Stored items:

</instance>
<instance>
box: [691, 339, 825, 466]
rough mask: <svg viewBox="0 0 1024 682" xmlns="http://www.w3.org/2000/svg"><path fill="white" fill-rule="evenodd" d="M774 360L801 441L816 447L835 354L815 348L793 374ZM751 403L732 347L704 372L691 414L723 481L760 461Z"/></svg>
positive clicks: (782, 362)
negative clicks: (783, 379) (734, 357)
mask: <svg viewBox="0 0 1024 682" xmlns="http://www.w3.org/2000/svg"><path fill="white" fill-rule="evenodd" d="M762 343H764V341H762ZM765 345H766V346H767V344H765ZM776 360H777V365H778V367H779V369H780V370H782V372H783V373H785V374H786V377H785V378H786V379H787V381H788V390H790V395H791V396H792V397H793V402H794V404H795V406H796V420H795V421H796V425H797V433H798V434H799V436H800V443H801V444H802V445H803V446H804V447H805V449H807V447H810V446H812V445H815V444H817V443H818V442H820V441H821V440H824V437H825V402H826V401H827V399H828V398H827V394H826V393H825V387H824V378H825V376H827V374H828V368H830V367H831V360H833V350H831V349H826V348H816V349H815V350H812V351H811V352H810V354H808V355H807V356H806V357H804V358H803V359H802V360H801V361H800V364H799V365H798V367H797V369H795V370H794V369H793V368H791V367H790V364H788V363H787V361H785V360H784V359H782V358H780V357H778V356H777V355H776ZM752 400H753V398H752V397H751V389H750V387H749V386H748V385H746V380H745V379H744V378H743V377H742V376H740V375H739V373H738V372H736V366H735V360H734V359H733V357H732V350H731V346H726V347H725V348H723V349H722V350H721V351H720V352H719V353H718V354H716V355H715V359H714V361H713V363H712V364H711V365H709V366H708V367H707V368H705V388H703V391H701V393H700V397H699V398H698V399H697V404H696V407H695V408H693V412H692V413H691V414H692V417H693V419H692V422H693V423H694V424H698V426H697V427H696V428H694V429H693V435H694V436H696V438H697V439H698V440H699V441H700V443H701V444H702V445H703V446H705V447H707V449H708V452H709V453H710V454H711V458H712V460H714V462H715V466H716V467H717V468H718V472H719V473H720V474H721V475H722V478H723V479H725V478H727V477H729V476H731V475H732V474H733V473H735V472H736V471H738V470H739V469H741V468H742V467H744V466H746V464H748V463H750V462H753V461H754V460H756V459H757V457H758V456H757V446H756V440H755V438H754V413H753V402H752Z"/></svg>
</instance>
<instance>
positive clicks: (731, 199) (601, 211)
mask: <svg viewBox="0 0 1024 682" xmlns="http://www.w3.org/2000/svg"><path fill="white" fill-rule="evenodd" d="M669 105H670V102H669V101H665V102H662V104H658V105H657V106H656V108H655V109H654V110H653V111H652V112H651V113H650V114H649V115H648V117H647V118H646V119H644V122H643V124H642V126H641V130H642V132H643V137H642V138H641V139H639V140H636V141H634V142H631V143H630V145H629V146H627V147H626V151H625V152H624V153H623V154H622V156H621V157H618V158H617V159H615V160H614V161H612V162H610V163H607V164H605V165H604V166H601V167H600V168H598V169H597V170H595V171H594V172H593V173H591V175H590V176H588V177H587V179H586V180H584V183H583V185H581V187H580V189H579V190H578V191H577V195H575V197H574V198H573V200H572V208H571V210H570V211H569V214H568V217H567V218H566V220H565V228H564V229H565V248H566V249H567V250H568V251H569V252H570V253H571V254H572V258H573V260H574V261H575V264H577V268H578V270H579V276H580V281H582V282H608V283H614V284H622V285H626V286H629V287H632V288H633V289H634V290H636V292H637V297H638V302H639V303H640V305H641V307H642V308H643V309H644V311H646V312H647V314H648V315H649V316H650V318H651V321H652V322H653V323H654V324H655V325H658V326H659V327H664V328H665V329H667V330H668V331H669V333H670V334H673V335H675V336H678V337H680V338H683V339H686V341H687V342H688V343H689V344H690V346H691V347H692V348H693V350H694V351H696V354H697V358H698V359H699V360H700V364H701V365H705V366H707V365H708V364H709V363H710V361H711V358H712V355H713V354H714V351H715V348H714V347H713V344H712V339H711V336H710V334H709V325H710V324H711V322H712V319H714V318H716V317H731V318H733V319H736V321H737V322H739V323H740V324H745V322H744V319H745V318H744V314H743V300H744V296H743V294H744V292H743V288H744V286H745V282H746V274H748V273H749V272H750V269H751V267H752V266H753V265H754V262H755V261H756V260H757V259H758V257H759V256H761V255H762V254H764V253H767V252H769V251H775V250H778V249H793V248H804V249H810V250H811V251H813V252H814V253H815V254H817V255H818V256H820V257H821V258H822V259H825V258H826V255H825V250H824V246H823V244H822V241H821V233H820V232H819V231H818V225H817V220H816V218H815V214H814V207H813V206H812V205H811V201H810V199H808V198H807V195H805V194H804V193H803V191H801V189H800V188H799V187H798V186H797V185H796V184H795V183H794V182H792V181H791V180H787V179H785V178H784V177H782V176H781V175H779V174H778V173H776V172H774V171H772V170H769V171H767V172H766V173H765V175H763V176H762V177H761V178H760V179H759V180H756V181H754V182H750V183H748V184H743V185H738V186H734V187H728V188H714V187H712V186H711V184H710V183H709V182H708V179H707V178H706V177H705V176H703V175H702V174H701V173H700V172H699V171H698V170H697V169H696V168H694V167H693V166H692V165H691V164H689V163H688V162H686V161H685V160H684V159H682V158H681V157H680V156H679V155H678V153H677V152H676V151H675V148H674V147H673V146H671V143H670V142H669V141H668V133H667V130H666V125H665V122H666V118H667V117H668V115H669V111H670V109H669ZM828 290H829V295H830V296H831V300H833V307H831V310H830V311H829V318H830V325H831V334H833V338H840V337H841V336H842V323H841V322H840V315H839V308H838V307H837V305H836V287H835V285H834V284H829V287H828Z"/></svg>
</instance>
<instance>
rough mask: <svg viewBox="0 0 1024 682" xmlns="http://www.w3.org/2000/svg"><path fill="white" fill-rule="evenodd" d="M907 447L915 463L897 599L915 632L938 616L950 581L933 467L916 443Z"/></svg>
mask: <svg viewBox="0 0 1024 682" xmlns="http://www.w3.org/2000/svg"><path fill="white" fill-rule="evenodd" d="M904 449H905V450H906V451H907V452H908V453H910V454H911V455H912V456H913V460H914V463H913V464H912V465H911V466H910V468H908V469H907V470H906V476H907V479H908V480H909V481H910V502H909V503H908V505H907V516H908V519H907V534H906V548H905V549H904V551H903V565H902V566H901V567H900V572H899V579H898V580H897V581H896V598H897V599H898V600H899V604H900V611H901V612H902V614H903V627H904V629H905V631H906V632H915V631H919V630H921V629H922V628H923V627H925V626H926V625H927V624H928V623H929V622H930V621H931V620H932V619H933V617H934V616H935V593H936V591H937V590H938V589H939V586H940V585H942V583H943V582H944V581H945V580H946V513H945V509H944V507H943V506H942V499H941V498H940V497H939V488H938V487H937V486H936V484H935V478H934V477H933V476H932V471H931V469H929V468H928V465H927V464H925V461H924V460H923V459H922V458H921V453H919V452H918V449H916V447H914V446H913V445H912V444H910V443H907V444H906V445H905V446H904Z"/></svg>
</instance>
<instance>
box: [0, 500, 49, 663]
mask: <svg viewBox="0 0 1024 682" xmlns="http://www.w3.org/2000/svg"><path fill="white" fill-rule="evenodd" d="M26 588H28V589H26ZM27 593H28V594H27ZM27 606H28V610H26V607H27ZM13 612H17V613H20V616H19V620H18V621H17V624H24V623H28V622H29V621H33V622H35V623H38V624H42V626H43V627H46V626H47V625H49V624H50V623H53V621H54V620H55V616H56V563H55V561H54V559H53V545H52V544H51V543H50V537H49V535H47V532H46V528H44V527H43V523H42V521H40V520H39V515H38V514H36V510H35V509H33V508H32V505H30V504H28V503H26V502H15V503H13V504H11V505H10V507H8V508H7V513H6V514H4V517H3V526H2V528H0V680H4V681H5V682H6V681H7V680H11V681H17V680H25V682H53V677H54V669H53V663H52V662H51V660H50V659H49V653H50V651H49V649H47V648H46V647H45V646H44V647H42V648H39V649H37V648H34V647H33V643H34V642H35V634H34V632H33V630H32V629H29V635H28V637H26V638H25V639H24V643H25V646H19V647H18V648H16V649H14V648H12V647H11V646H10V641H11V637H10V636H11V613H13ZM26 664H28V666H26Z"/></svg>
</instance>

● **Task statement**:
Transcribe the listing from its first line through the line containing "negative clicks: (783, 379) (734, 357)", keeping every line unchanged.

● **Response**:
</instance>
<instance>
box: [691, 339, 825, 466]
rough mask: <svg viewBox="0 0 1024 682" xmlns="http://www.w3.org/2000/svg"><path fill="white" fill-rule="evenodd" d="M774 360L801 441L816 447L835 354L815 348L793 374ZM751 403L732 347L704 372L691 414L723 481L760 461Z"/></svg>
positive clicks: (782, 362)
negative clicks: (783, 379) (734, 357)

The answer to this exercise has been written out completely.